The request -
Repeat each entry in full, exactly.

Dataset entries -

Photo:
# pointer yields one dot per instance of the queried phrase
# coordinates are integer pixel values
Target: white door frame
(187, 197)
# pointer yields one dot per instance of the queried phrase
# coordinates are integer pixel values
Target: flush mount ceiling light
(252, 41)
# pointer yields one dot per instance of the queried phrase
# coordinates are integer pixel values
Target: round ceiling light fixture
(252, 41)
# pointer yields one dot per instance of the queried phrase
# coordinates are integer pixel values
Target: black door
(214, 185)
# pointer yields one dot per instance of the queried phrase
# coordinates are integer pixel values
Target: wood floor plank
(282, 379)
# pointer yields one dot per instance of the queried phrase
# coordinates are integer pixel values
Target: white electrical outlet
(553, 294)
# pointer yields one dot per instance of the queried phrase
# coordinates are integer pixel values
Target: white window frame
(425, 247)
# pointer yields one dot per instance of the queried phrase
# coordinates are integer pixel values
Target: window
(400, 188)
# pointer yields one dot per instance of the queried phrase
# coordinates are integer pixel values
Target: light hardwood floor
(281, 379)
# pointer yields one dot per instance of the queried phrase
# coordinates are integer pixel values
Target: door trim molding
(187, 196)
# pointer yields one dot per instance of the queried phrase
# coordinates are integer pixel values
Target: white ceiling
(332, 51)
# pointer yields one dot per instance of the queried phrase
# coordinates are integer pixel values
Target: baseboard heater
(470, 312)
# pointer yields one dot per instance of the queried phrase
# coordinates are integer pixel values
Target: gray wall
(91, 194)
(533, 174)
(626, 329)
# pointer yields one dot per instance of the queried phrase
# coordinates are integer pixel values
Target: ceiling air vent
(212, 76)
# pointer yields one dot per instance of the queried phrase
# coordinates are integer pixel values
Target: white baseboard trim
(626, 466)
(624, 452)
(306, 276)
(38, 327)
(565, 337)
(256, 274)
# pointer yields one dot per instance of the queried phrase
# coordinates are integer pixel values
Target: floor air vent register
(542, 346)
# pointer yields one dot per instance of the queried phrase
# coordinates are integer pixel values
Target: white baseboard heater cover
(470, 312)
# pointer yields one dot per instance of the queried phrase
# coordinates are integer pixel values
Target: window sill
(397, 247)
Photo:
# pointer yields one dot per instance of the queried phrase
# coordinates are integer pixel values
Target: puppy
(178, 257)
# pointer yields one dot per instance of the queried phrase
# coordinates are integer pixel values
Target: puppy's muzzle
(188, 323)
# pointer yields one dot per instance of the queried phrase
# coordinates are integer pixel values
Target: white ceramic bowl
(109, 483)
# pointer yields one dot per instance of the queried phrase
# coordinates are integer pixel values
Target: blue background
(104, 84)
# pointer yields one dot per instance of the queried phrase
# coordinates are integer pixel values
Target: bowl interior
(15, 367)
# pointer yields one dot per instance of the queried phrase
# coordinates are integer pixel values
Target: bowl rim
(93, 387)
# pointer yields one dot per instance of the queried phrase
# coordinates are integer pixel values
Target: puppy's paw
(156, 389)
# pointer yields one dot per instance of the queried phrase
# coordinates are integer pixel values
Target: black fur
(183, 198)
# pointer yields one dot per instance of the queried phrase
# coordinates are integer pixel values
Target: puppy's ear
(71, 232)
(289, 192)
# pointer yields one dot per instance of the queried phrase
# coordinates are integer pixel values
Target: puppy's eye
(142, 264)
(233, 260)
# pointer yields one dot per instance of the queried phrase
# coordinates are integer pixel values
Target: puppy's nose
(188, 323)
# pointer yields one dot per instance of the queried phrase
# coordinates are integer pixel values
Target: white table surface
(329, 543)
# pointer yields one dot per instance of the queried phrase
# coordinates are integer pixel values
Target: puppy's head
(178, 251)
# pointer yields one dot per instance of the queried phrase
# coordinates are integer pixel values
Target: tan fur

Task solution -
Photo:
# pointer yields one dot per instance of the queried phrase
# coordinates are integer pixel values
Target: white door frame
(187, 197)
# pointer yields one dot per instance of the queried phrase
# coordinates are integer pixel values
Target: flush mount ceiling light
(252, 41)
# pointer yields one dot per instance of the queried phrase
# coordinates are integer pixel values
Target: round ceiling light fixture
(252, 41)
# pointer yields one dot per instance of the queried phrase
# coordinates are integer pixel values
Target: black door
(214, 185)
# pointer yields one dot per instance of the queried phrase
# coordinates are integer pixel values
Target: wood floor plank
(282, 379)
# pointer yields one dot per instance of the queried phrase
# coordinates are integer pixel values
Target: white electrical outlet
(553, 294)
# pointer yields one dot per instance of the queried phrase
# coordinates are integer pixel values
Target: white window frame
(425, 247)
# pointer yields one dot per instance of the queried phrase
# coordinates are integer pixel values
Target: window
(400, 188)
# pointer yields one dot per instance of the queried phrase
# coordinates are integer pixel values
Target: light hardwood floor
(281, 379)
# pointer yields one dot per instance of the queried phrase
# coordinates are integer pixel values
Target: door trim molding
(187, 196)
# pointer yields one dot per instance of the queried phrase
# coordinates are integer pixel values
Target: white ceiling
(332, 51)
# pointer yields one dot per instance of the queried phrase
# coordinates are integer pixel values
Target: baseboard heater
(470, 312)
# pointer yields one dot per instance of the queried phrase
# coordinates are integer pixel values
Target: gray wall
(91, 194)
(533, 174)
(626, 329)
# pointer yields one dot per instance of the queried phrase
# coordinates are integer pixel values
Target: ceiling air vent
(212, 76)
# pointer yields one dot per instance of the queried phrase
# coordinates are integer pixel values
Target: white baseboard trim
(626, 466)
(624, 452)
(306, 276)
(38, 327)
(565, 337)
(256, 274)
# pointer yields one dot per instance of the queried phrase
# coordinates are integer pixel values
Target: floor air vent register
(542, 346)
# pointer yields one dot per instance of the queried phrase
# coordinates are integer pixel values
Target: white baseboard heater cover
(470, 312)
# pointer yields one dot per instance of the queried phrase
# coordinates are integer pixel values
Target: window sill
(397, 247)
Photo:
# pointer yields one dot per instance of the queried phrase
# coordinates are integer pixel values
Target: puppy
(178, 257)
# pointer yields one dot per instance of the queried phrase
# coordinates are integer pixel values
Target: puppy's muzzle
(188, 323)
# pointer yields one dot per instance of the queried phrase
# coordinates are integer pixel values
Target: white ceramic bowl
(109, 483)
# pointer yields one dot per instance of the queried phrase
# coordinates are integer pixel values
Target: blue background
(104, 84)
# pointer yields one dot per instance of the queried phrase
# coordinates are integer pixel values
Target: bowl interior
(15, 367)
# pointer yields one dot per instance of the queried phrase
# coordinates are integer pixel values
Target: bowl rim
(93, 387)
# pointer yields one dot per instance of the queried phrase
# coordinates are integer pixel values
Target: puppy's paw
(156, 389)
# pointer yields one dot per instance of the queried phrase
# coordinates are integer pixel values
Target: black fur
(183, 198)
# pointer yields one dot per instance of the queried phrase
# coordinates are integer pixel values
Target: puppy's ear
(71, 232)
(289, 192)
# pointer yields one dot per instance of the queried phrase
# coordinates are integer pixel values
Target: puppy's eye
(142, 264)
(233, 260)
# pointer yields one dot per instance of the queried phrase
# coordinates are integer pixel values
Target: puppy's nose
(188, 323)
# pointer yields one dot per instance of the queried phrase
# coordinates are integer pixel values
Target: white table surface
(329, 543)
# pointer yields one dot per instance of the queried phrase
# coordinates are integer pixel values
Target: puppy's head
(178, 251)
# pointer yields one dot per instance of the queried phrase
# coordinates are integer pixel values
Target: tan fur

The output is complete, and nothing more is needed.